(Dataset entries)
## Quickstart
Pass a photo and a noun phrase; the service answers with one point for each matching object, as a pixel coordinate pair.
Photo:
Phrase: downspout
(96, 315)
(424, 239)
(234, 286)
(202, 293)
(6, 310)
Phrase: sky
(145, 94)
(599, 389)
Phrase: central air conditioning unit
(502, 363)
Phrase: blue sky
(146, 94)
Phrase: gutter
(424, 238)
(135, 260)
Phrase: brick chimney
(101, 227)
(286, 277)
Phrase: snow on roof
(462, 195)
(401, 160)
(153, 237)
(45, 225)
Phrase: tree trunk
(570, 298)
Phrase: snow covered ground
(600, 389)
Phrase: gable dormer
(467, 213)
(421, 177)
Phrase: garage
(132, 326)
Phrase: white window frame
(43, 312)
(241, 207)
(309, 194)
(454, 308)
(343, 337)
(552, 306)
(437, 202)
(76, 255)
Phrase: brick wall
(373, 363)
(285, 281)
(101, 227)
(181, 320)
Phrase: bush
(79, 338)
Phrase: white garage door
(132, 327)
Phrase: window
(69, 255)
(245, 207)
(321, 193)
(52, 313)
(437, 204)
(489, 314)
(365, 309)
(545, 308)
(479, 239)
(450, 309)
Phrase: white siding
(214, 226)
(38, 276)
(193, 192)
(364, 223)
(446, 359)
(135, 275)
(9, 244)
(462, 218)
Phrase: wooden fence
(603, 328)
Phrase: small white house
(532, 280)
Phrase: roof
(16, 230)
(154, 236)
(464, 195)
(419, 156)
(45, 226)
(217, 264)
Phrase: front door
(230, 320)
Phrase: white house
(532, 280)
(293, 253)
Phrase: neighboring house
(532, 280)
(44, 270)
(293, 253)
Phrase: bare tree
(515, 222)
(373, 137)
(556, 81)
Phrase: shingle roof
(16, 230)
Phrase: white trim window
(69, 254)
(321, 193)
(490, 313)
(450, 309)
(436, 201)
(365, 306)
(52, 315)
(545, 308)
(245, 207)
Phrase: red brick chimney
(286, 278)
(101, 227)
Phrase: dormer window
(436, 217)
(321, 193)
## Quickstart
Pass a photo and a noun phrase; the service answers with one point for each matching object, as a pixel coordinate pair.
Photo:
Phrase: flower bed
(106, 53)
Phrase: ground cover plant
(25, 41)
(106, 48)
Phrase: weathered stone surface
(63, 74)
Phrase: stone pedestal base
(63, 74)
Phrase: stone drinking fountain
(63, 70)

What needs to be done → Reproduce all of the data. Leave every line unchanged.

Finished task →
## Quickstart
Pass a photo and a noun phrase; the service answers with one point for each matching object, as a pixel coordinate pair.
Photo:
Phrase: downspout
(96, 315)
(424, 239)
(234, 286)
(202, 293)
(6, 310)
Phrase: sky
(145, 94)
(599, 389)
Phrase: central air conditioning unit
(502, 363)
Phrase: blue sky
(146, 94)
Phrase: gutter
(424, 238)
(135, 260)
Phrase: brick chimney
(101, 227)
(286, 277)
Phrase: snow on roof
(462, 195)
(401, 160)
(153, 237)
(45, 225)
Phrase: tree trunk
(570, 298)
Phrase: snow covered ground
(600, 389)
Phrase: gable dormer
(467, 213)
(421, 177)
Phrase: garage
(132, 326)
Phrase: white window frame
(43, 312)
(241, 207)
(309, 194)
(454, 308)
(343, 337)
(552, 306)
(437, 202)
(76, 255)
Phrase: brick wall
(373, 363)
(285, 281)
(101, 227)
(181, 320)
Phrase: bush
(79, 338)
Phrase: white garage door
(132, 327)
Phrase: window
(69, 255)
(245, 207)
(321, 193)
(52, 313)
(437, 204)
(489, 314)
(365, 309)
(545, 308)
(479, 239)
(450, 309)
Phrase: white siding
(214, 226)
(38, 276)
(193, 192)
(364, 223)
(446, 359)
(135, 275)
(9, 244)
(462, 218)
Phrase: wooden fence
(603, 328)
Phrase: small white house
(532, 280)
Phrase: roof
(16, 230)
(154, 236)
(464, 195)
(419, 156)
(45, 226)
(217, 264)
Phrase: front door
(230, 320)
Phrase: white house
(532, 280)
(293, 253)
Phrase: neighboring house
(532, 280)
(44, 270)
(293, 253)
Phrase: bare tree
(515, 222)
(373, 137)
(556, 81)
Phrase: shingle roof
(16, 230)
Phrase: white trim window
(69, 254)
(321, 193)
(490, 313)
(450, 309)
(436, 201)
(365, 306)
(52, 315)
(545, 308)
(245, 207)
Phrase: red brick chimney
(286, 278)
(101, 227)
Phrase: dormer window
(436, 217)
(321, 193)
## Quickstart
Pass a photo and a noun phrase; the service answers with one point for each matching object, as a pixel coordinate pair.
Photo:
Phrase: flower bed
(106, 53)
Phrase: ground cover plant
(25, 41)
(106, 48)
Phrase: weathered stone surface
(63, 74)
Phrase: stone pedestal base
(63, 74)
Phrase: stone drinking fountain
(63, 70)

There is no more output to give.